Pull out every line of the records below that contains the string "Task", copying each one in full. Case counts.

Raw records:
-- begin --

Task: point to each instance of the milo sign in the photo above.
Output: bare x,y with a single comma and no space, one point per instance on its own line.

-- end --
-- begin --

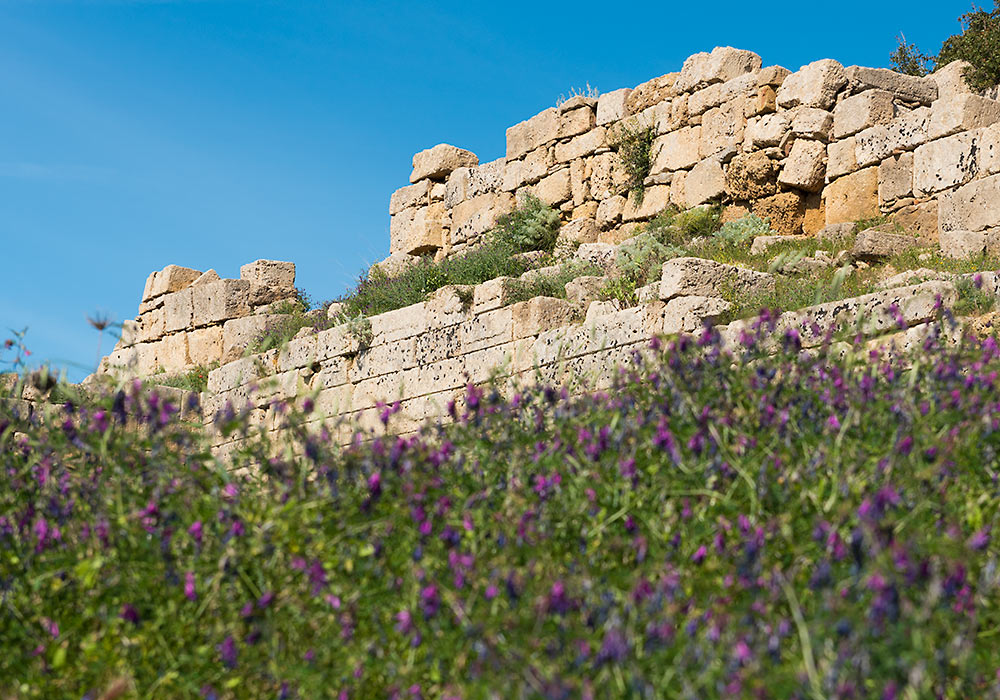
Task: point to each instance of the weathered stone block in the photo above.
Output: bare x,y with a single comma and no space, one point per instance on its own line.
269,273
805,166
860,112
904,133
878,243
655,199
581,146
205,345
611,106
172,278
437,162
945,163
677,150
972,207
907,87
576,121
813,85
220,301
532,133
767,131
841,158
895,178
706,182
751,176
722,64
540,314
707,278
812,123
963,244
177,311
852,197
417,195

-- end --

Complete response:
Task: point to each instance of the milo sign in the photo above.
Task: point to each instance of the weathered stone block in the photo above.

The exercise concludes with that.